## Text excerpt
+---+

1.2 The Terms and Conditions of Purchase shall also govern the participation in and use of the platform provided by CNC24 for placing orders and concluding manufacturing contracts.
1.3 The Terms and Conditions of Purchase shall only apply if the Partner Company is an entrepreneur (§ 14 BGB), a legal entity under public law or a special fund under public law.
1.4 The Terms and Conditions of Purchase shall apply exclusively. Deviating, conflicting or supplementary general terms and conditions of the Partner Company shall only become an integral part of the contract if and to the extent that CNC24 has expressly consented to their application in writing (e.g. e-mail, letter). This consent requirement shall apply in any case, for example even if CNC24 accepts delivery with knowledge of the Partner Company’s general terms and conditions.
2. Participation in the Partner Program
2.1 CNC24 offers its customers various services related to the manufacturing of prototypes, single parts and small series, whereby customers submit specific requests for manufacturing projects (each a “Manufacturing Project“) to CNC24. CNC24 maintains a partner manufacturing program consisting of a network of third-party manufacturers capable of performing manufacturing services for CNC24 (the “Program“). As a participant in the Program, the Partner Manufacturing Company is invited to submit offers for manufacturing contracts for specific manufacturing projects or portions thereof. Upon acceptance of an offer by CNC24, a manufacturing contract for the manufacturing project or part thereof shall be concluded, subject to a condition precedent until the conclusion of a legally effective contract between CNC24 and the respective customer for the specific manufacturing project.
2.2 To participate in the program, the Partner Company must register on the website www.CNC24.de/partner-werden under “Become a partner now.” After successful registration, CNC24 will activate a Profile Area (hereinafter: “Profile Area“) for the Partner Company for the program.
2.3 By registering for the Program, Affiliate agrees to (1) provide true, accurate, current and complete information as prompted by the Registration Form (the “Registration Data“), and (2) maintain and promptly update the Registration Data to keep it true, accurate, current and complete.
2.4 The Partner Company is responsible for all activities that take place under the Partner Company’s Profile Area. The Partner Company shall not share its Profile Area or the access data to the Profile Area with anyone. The Partner Company shall inform CNC24 immediately of any unauthorised use of its password or any other breach of security. If the Partner Company provides information that is untrue, inaccurate, not current or incomplete, or CNC24 has reasonable grounds to suspect that such information is untrue, inaccurate, not current or incomplete, CNC24 shall have the right to suspend access to or terminate use of the Partner Company’s Profile Area and refuse any and all current or future use of the website and the program (or any part thereof).
3. Inquiries about Manufacturing Projects and conclusion of the Manufacturing Contract
3.1 If CNC24 receives an inquiry from a customer for a manufacturing project, CNC24 shall prepare, review and anonymize this inquiry (hereinafter: “Qualified Inquiry“). To the extent that the Partner Company is eligible to participate in the manufacturing project based on the information in the profile section and past experience, CNC24 shall inform the Partner Company about the Qualified Inquiry and invite the Partner Company to submit an offer. There shall be no entitlement to information about a Qualified Inquiry and to the submission of an offer. The decision on this and on the scope of the possible involvement of the Partner Company shall be at CNC24’s sole discretion.

+---+

## Exercise inputs

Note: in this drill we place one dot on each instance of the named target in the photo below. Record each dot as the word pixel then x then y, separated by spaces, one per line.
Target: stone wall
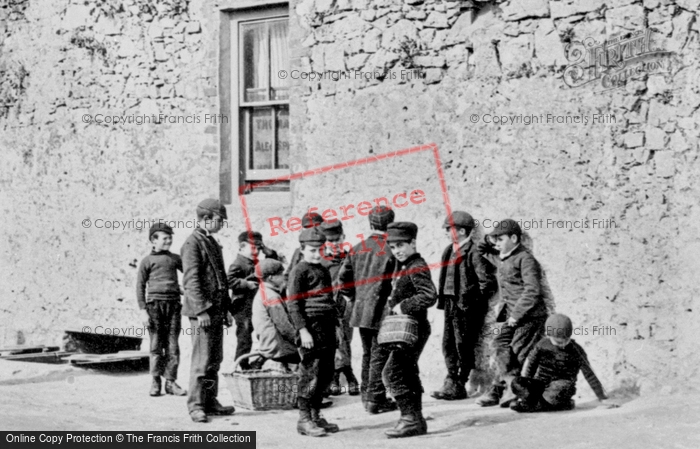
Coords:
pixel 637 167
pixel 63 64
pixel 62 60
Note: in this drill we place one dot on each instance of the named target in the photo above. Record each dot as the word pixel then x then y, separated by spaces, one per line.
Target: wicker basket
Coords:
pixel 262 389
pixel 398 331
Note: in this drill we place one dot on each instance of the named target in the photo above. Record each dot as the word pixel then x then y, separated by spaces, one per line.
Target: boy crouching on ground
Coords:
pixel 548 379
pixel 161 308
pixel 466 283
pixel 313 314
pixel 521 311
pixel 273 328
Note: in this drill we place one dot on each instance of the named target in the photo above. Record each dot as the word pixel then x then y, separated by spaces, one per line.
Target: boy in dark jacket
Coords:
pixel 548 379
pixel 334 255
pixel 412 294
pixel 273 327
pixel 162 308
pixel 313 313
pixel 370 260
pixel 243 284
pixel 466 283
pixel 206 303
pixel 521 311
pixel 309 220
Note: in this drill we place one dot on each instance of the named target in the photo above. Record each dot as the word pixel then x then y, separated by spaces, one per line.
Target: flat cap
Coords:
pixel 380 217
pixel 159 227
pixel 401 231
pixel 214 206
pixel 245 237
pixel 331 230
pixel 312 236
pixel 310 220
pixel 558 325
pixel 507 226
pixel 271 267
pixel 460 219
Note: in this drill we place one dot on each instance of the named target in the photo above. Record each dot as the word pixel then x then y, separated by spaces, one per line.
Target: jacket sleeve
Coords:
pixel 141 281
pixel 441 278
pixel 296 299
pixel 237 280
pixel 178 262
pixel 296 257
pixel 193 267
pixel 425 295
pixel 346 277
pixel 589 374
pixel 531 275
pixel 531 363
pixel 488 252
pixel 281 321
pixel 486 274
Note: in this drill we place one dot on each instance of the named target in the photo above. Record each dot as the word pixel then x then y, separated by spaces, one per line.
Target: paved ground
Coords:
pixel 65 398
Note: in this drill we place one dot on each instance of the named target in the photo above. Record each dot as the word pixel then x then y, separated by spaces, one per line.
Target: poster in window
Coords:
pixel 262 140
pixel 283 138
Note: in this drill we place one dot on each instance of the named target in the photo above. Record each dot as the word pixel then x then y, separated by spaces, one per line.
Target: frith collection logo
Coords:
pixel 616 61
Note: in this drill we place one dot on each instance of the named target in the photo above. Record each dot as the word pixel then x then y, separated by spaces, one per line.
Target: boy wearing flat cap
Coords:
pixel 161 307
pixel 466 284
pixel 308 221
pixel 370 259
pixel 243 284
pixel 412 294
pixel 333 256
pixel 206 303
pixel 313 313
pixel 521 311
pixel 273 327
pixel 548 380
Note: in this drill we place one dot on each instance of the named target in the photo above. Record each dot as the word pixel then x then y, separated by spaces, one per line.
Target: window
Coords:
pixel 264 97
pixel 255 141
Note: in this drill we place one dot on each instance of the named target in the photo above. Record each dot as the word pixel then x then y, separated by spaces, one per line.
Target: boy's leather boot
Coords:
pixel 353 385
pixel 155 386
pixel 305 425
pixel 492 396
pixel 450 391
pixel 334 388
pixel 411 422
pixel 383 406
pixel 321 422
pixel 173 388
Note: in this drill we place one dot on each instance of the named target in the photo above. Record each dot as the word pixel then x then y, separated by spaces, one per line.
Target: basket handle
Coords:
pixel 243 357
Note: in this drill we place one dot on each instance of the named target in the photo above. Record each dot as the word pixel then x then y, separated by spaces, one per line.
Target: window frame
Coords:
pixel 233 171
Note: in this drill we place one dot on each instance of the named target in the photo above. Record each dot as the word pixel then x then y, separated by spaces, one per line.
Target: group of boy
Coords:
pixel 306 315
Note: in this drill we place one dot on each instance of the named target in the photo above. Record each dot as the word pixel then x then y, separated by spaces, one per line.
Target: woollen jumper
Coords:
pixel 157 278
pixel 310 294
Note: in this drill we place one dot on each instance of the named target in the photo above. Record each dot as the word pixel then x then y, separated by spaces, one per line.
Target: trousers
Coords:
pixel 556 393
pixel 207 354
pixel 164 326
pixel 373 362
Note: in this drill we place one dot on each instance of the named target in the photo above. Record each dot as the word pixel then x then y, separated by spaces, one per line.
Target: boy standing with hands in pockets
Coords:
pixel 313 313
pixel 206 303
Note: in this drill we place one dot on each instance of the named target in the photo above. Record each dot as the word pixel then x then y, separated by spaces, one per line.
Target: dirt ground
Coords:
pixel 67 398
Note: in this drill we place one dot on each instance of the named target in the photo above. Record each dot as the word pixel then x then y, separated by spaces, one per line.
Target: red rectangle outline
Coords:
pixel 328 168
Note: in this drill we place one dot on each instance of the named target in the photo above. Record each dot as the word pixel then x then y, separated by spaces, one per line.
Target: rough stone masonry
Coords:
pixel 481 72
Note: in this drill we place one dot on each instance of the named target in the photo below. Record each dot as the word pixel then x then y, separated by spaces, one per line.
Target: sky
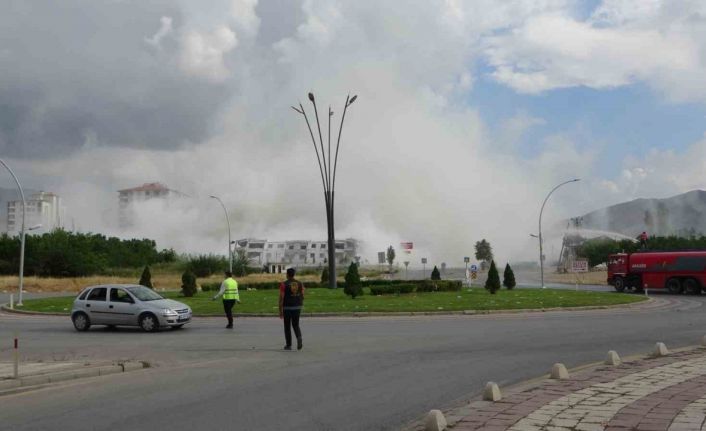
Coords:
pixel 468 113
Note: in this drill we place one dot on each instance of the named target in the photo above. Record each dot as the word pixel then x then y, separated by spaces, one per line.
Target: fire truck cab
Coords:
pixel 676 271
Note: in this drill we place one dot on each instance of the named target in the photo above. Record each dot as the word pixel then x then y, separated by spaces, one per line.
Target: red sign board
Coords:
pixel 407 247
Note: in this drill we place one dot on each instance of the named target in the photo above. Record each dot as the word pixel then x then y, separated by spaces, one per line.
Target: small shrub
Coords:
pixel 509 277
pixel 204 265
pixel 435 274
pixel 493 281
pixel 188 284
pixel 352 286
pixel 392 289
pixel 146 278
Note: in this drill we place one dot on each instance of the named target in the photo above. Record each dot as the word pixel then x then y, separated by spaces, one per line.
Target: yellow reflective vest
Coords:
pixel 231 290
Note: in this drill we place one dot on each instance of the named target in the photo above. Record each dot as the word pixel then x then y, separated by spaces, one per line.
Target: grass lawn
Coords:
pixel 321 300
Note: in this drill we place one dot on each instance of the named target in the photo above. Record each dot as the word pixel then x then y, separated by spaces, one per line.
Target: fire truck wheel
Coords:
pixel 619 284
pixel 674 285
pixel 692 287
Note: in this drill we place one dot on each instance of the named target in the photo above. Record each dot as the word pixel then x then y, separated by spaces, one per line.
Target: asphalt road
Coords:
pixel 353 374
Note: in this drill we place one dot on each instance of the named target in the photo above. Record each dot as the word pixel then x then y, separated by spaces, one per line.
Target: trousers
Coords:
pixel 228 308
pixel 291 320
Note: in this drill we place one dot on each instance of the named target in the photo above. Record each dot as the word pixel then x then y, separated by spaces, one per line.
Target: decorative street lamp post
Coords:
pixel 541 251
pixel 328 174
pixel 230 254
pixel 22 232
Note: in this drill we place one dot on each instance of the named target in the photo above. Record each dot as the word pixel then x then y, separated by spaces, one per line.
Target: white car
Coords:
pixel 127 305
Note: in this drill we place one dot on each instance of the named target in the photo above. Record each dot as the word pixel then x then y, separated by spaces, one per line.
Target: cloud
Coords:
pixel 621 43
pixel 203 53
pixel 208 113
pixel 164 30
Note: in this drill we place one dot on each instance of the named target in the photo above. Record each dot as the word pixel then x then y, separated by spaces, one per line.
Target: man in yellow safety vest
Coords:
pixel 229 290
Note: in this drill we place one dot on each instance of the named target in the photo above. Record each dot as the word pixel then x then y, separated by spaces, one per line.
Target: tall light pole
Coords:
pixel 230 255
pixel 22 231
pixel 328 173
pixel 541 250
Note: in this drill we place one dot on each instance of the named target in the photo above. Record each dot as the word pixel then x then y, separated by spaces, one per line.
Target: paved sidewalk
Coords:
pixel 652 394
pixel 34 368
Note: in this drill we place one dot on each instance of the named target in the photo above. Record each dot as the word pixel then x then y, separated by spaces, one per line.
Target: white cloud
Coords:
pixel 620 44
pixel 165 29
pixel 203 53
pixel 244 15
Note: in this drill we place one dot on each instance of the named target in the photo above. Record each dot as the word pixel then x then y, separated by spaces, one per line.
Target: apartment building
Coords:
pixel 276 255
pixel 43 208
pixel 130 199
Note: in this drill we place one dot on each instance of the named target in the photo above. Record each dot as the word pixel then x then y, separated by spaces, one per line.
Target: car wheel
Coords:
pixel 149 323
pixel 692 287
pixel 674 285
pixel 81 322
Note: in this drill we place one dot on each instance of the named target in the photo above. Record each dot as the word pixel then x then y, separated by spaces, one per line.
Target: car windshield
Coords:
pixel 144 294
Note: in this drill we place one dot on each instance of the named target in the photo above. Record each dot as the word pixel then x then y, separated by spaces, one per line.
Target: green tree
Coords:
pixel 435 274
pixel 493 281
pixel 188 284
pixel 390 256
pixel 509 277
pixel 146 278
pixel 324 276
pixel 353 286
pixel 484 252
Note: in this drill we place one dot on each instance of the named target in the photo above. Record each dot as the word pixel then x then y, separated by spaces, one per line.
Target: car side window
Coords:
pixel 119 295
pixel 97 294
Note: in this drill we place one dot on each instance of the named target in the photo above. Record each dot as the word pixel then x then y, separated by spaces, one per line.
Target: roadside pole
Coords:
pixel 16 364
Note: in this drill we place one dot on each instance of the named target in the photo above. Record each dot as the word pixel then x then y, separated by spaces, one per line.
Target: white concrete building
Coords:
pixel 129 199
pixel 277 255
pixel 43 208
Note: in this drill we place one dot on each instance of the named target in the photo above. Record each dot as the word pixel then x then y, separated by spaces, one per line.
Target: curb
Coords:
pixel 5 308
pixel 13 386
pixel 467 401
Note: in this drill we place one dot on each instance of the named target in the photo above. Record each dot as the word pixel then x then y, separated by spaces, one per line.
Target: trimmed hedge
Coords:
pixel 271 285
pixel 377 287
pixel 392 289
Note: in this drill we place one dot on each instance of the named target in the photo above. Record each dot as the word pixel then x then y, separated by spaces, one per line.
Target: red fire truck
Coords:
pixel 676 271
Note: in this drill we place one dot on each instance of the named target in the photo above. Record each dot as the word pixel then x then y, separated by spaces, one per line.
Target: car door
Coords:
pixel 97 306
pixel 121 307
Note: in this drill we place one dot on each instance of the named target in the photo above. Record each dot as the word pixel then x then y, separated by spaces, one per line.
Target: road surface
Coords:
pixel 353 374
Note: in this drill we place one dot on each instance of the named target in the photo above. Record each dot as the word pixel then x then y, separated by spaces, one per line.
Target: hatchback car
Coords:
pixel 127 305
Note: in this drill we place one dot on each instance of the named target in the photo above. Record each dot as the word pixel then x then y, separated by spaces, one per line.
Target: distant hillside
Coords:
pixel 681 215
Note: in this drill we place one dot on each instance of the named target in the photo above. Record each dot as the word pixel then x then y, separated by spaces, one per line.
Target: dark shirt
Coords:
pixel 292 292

+---+

## What is asked
**a)** In the purchase terms excerpt, where must the Partner Company register to take part in the program?
**b)** Transcribe the records word for word, starting with their first line and going on through the line that contains "pixel 65 398". Leave the pictures out of your copy.
The terms excerpt and the records are unrelated pieces of material.

## Expected results
**a)** On the website www.CNC24.de/partner-werden under "Become a partner now."

**b)**
Note: in this drill we place one dot on each instance of the named target in the photo below. Record each dot as the word pixel then x then y, separated by spaces, one per line.
Target: stone wall
Coords:
pixel 637 167
pixel 63 64
pixel 62 60
Note: in this drill we place one dot on each instance of the named target in the photo above. Record each dot as the word pixel then x then y, separated by spaces, one per line.
Target: wicker basket
Coords:
pixel 262 389
pixel 398 331
Note: in this drill we place one dot on each instance of the named target in the photo above. Record each dot as the word pixel then x then y, separated by spaces, one per line.
Target: boy crouching on ground
Coords:
pixel 548 379
pixel 161 308
pixel 466 283
pixel 313 314
pixel 521 311
pixel 273 328
Note: in this drill we place one dot on each instance of the named target in the photo above. Record each dot as the word pixel then x then y, separated by spaces, one per line.
Target: boy in dark jacket
Coords:
pixel 548 379
pixel 334 255
pixel 412 294
pixel 273 327
pixel 162 308
pixel 313 313
pixel 370 260
pixel 243 284
pixel 466 283
pixel 206 303
pixel 521 311
pixel 309 220
Note: in this drill we place one dot on each instance of the named target in the photo above. Record each dot as the word pixel then x then y, separated by spaces, one per line.
Target: flat cap
Coords:
pixel 380 217
pixel 159 227
pixel 401 231
pixel 214 206
pixel 245 237
pixel 331 230
pixel 312 236
pixel 310 220
pixel 558 325
pixel 507 226
pixel 271 267
pixel 460 219
Note: in this drill we place one dot on each instance of the named target in the photo above. Record each dot as the word pixel then x then y, separated by spaces, one per line.
Target: jacket sleeve
Coords:
pixel 141 281
pixel 441 278
pixel 296 299
pixel 237 280
pixel 178 262
pixel 296 257
pixel 193 267
pixel 425 295
pixel 346 277
pixel 589 374
pixel 531 275
pixel 531 363
pixel 488 252
pixel 281 321
pixel 486 274
Note: in this drill we place one dot on each instance of the named target in the photo above. Record each dot as the word pixel then x then y, separated by spaces, one per line.
Target: paved ground
Coords:
pixel 65 398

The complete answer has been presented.